• Given problem: Count the lines of the material below that contain the string "bread", treating uppercase and lowercase as different. Give only the number.

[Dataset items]
****

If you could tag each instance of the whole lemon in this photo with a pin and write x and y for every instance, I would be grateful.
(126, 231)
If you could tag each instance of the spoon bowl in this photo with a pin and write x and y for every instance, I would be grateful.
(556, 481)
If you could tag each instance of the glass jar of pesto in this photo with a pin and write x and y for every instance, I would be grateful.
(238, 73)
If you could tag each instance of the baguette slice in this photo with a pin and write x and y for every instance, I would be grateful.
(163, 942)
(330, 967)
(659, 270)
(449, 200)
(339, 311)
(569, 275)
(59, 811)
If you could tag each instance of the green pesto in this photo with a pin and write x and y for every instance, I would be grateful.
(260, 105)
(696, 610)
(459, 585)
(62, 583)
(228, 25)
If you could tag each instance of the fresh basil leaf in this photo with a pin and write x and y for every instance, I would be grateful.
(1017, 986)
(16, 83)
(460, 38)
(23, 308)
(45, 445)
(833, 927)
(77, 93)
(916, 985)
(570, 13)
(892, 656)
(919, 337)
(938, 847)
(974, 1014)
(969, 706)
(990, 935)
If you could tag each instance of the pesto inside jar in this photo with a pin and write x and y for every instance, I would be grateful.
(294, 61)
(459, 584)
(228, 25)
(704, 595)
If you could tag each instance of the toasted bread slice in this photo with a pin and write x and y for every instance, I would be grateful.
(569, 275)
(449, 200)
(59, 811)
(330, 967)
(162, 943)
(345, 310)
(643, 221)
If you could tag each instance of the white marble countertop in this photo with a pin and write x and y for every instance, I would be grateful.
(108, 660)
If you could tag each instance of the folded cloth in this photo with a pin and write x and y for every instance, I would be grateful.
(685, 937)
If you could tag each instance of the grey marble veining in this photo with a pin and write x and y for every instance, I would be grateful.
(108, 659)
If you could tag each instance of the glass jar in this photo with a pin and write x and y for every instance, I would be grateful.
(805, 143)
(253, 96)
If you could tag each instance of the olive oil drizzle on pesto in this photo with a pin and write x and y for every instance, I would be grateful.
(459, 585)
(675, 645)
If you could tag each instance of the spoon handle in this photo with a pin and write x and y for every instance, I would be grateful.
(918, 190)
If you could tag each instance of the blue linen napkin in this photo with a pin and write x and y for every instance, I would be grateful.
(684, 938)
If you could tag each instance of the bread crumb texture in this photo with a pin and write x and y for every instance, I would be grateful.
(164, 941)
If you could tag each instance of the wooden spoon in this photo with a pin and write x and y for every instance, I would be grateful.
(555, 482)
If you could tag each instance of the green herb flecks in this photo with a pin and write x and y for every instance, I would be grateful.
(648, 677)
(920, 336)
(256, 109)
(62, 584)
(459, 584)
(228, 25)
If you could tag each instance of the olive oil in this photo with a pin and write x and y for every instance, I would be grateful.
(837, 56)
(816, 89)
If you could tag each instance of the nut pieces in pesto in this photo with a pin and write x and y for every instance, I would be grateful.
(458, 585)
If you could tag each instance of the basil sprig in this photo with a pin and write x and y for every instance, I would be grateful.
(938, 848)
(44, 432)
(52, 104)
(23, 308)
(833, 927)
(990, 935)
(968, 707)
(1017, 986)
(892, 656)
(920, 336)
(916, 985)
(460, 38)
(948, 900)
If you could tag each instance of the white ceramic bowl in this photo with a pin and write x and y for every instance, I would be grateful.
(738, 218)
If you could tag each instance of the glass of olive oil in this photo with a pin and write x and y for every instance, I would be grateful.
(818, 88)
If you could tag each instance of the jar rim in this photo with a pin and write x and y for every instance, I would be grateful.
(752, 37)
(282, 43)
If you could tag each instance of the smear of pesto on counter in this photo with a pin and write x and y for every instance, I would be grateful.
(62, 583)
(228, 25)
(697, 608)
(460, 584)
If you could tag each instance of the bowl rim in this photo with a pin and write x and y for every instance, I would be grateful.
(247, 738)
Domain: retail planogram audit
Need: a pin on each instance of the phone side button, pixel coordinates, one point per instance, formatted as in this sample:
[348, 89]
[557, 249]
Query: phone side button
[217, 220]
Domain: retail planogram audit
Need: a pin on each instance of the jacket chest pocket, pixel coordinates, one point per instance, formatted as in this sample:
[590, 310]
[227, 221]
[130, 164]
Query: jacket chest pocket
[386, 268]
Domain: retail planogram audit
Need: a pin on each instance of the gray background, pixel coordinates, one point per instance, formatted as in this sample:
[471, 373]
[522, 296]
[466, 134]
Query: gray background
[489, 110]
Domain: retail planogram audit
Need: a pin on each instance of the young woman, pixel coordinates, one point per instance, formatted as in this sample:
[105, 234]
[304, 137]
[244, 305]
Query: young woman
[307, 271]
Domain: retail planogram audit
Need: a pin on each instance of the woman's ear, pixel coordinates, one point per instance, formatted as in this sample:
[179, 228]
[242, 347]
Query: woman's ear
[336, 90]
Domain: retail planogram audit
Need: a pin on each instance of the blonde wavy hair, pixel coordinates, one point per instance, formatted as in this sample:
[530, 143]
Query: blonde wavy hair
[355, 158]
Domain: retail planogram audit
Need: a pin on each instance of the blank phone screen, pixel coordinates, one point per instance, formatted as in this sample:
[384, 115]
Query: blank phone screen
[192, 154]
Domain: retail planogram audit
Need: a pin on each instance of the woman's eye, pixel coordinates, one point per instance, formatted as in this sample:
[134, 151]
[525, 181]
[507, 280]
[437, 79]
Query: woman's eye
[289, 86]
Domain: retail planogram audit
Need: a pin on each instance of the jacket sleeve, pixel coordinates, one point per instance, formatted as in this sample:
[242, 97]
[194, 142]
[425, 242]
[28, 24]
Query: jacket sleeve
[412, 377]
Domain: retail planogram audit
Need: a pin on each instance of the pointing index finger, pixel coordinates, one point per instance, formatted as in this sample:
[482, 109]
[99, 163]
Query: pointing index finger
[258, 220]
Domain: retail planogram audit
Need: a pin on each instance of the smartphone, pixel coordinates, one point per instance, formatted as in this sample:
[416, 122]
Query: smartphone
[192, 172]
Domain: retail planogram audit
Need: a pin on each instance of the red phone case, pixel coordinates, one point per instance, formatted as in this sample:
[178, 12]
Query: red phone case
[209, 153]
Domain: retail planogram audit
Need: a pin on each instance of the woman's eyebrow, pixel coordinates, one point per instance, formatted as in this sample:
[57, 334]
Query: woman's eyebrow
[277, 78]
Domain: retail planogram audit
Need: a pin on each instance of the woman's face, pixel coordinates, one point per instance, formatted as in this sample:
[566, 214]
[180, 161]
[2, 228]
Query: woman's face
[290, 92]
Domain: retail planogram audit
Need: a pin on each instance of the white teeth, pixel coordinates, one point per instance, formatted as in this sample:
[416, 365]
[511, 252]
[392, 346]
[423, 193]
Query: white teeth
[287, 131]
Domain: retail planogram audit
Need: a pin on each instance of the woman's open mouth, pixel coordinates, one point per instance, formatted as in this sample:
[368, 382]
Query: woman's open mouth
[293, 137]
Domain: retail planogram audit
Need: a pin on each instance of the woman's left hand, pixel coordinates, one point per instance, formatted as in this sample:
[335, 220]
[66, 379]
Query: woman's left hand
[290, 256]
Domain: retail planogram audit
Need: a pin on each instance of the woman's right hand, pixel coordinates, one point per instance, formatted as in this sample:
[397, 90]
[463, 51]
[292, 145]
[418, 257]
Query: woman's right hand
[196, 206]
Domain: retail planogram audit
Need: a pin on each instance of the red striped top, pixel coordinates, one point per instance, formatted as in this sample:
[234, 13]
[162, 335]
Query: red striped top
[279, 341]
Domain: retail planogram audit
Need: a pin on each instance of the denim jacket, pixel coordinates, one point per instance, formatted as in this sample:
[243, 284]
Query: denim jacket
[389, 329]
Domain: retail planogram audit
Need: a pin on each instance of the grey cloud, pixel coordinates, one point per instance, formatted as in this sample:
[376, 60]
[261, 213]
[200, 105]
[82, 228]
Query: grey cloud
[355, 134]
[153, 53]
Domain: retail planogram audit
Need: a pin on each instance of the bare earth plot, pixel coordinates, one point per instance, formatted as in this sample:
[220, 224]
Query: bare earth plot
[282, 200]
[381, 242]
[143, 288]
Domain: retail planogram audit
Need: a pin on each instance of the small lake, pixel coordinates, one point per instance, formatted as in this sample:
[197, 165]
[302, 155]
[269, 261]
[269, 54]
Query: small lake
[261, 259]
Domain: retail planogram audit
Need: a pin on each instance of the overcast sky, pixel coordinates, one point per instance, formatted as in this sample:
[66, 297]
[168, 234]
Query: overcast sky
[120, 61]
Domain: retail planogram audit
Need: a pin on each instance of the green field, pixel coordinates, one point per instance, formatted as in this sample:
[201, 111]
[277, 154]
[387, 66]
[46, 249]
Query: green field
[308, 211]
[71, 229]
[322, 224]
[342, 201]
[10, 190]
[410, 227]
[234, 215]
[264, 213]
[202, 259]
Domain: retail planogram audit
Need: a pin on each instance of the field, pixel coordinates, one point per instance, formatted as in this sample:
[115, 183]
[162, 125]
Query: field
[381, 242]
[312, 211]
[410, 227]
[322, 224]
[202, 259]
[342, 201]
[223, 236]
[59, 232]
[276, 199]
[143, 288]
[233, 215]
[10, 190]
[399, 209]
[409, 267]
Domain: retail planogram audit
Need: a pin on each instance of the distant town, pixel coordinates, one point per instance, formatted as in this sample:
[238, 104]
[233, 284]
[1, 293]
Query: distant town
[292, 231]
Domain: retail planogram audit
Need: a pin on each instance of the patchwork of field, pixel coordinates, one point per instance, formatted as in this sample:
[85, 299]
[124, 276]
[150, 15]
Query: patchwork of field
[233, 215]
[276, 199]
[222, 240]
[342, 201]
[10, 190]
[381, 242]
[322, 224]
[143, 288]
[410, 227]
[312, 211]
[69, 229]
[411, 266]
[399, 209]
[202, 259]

****

• Solution below: 2